==== SOURCE MATERIAL

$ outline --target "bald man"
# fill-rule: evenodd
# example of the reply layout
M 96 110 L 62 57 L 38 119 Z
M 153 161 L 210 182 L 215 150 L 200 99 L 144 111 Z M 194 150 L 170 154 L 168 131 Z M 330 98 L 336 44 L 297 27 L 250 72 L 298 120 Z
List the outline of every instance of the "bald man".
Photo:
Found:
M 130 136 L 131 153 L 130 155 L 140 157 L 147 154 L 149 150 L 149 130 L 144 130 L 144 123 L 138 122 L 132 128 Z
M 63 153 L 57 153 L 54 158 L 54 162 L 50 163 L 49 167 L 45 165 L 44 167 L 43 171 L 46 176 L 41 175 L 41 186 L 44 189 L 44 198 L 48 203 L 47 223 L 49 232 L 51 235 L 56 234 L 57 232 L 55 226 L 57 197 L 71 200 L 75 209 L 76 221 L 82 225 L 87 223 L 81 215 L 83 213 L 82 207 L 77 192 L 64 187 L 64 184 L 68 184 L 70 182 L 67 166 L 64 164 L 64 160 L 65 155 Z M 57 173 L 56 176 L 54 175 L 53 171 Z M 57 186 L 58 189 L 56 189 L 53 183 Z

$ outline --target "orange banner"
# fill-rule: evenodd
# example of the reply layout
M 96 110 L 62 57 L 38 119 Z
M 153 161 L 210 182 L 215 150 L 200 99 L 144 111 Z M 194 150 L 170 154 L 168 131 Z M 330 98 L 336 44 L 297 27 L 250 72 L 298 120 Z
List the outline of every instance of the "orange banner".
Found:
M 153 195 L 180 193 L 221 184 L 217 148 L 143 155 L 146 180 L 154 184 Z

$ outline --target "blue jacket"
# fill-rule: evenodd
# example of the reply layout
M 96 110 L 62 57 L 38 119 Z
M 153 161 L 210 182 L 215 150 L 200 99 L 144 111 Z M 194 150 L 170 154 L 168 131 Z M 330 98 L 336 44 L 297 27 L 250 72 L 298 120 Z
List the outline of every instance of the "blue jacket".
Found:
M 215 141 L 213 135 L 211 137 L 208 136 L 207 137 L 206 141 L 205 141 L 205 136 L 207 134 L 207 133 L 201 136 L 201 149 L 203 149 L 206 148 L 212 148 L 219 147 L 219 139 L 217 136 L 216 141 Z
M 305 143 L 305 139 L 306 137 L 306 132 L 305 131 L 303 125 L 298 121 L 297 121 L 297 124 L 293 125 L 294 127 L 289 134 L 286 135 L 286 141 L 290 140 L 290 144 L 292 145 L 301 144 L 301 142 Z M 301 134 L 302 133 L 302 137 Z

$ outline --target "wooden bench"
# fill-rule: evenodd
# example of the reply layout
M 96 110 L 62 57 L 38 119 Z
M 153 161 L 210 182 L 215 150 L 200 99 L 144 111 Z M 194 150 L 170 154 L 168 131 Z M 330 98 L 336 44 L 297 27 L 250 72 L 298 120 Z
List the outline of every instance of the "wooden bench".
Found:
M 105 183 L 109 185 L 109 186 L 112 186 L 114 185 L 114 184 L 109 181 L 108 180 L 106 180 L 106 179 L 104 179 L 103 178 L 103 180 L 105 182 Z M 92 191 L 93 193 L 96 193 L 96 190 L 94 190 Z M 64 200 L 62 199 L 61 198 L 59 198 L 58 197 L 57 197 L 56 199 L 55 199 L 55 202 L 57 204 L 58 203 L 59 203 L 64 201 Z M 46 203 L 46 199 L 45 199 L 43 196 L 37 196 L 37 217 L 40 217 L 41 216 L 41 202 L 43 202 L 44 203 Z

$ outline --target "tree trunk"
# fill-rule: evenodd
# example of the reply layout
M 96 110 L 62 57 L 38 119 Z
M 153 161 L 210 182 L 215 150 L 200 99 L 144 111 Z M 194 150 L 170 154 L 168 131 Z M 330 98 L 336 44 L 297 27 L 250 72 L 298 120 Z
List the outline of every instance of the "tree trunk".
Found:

========

Copy every line of the items above, character for character.

### RESULT
$ outline --target "bald man"
# fill-rule: evenodd
# example of the reply layout
M 96 110 L 62 57 L 38 119 Z
M 153 161 L 210 182 L 215 150 L 200 99 L 144 111 Z M 194 150 L 170 154 L 168 131 Z M 330 98 L 336 44 L 297 27 L 250 72 L 298 120 Z
List the outline of every instance of the "bald man".
Photo:
Found:
M 130 136 L 131 153 L 130 155 L 140 157 L 147 154 L 149 150 L 149 130 L 144 130 L 144 123 L 138 122 L 132 128 Z
M 63 153 L 57 153 L 54 158 L 54 162 L 50 163 L 49 167 L 45 165 L 44 167 L 43 171 L 46 176 L 41 175 L 41 186 L 44 189 L 44 198 L 48 203 L 47 223 L 49 232 L 51 235 L 56 234 L 57 232 L 55 226 L 57 197 L 71 200 L 75 209 L 76 221 L 82 225 L 87 223 L 81 215 L 83 213 L 82 207 L 77 192 L 64 187 L 64 184 L 68 184 L 70 182 L 67 166 L 64 164 L 64 160 L 65 155 Z M 57 173 L 56 176 L 54 175 L 53 171 Z M 57 186 L 58 189 L 56 189 L 53 183 Z

$ outline --target "orange banner"
# fill-rule: evenodd
# example of the reply layout
M 96 110 L 62 57 L 38 119 Z
M 153 161 L 210 182 L 215 150 L 200 99 L 144 111 Z M 194 150 L 170 154 L 168 131 Z M 330 98 L 336 44 L 297 27 L 250 72 L 298 120 Z
List the outline of every instance of the "orange banner".
Found:
M 153 195 L 180 193 L 221 184 L 217 148 L 143 155 L 146 180 L 154 184 Z

$ outline --target "blue jacket"
# fill-rule: evenodd
# example of the reply layout
M 96 110 L 62 57 L 38 119 Z
M 153 161 L 210 182 L 215 150 L 200 99 L 144 111 Z M 194 150 L 170 154 L 168 131 Z M 330 98 L 336 44 L 297 27 L 250 72 L 298 120 Z
List the outline of every instance of the "blue jacket".
Found:
M 215 141 L 213 135 L 211 137 L 208 136 L 207 137 L 206 141 L 205 141 L 205 136 L 207 134 L 207 133 L 201 136 L 201 149 L 203 149 L 206 148 L 212 148 L 219 147 L 219 139 L 217 136 L 216 141 Z
M 305 143 L 305 139 L 306 137 L 306 132 L 305 131 L 303 125 L 298 121 L 297 121 L 297 124 L 293 125 L 294 127 L 289 134 L 286 135 L 286 141 L 290 140 L 290 144 L 292 145 L 301 144 L 301 142 Z M 301 134 L 302 133 L 302 137 Z

$ outline --target "wooden bench"
# fill-rule: evenodd
# example of the reply layout
M 96 110 L 62 57 L 38 119 Z
M 153 161 L 210 182 L 215 150 L 200 99 L 144 111 Z M 194 150 L 170 154 L 168 131 Z M 330 98 L 336 44 L 297 27 L 250 72 L 298 120 Z
List the outline of every instance of the "wooden bench".
Found:
M 105 183 L 109 185 L 109 186 L 112 186 L 114 185 L 114 184 L 109 181 L 108 180 L 106 180 L 106 179 L 104 179 L 103 178 L 103 180 L 105 182 Z M 92 191 L 93 193 L 96 193 L 96 190 L 94 190 Z M 64 200 L 62 199 L 61 198 L 59 198 L 58 197 L 57 197 L 56 199 L 55 199 L 55 202 L 57 204 L 58 203 L 59 203 L 64 201 Z M 46 203 L 46 199 L 45 199 L 43 196 L 37 196 L 37 217 L 40 217 L 41 216 L 41 202 L 43 202 L 44 203 Z

$ outline --target "tree trunk"
# fill-rule: evenodd
# example of the reply layout
M 96 110 L 62 57 L 38 119 Z
M 153 161 L 210 182 L 215 150 L 200 99 L 144 111 Z M 194 150 L 170 154 L 168 131 Z M 330 98 L 336 44 L 297 27 L 250 72 L 298 120 Z
List the outline of every instance of the "tree trunk".
Found:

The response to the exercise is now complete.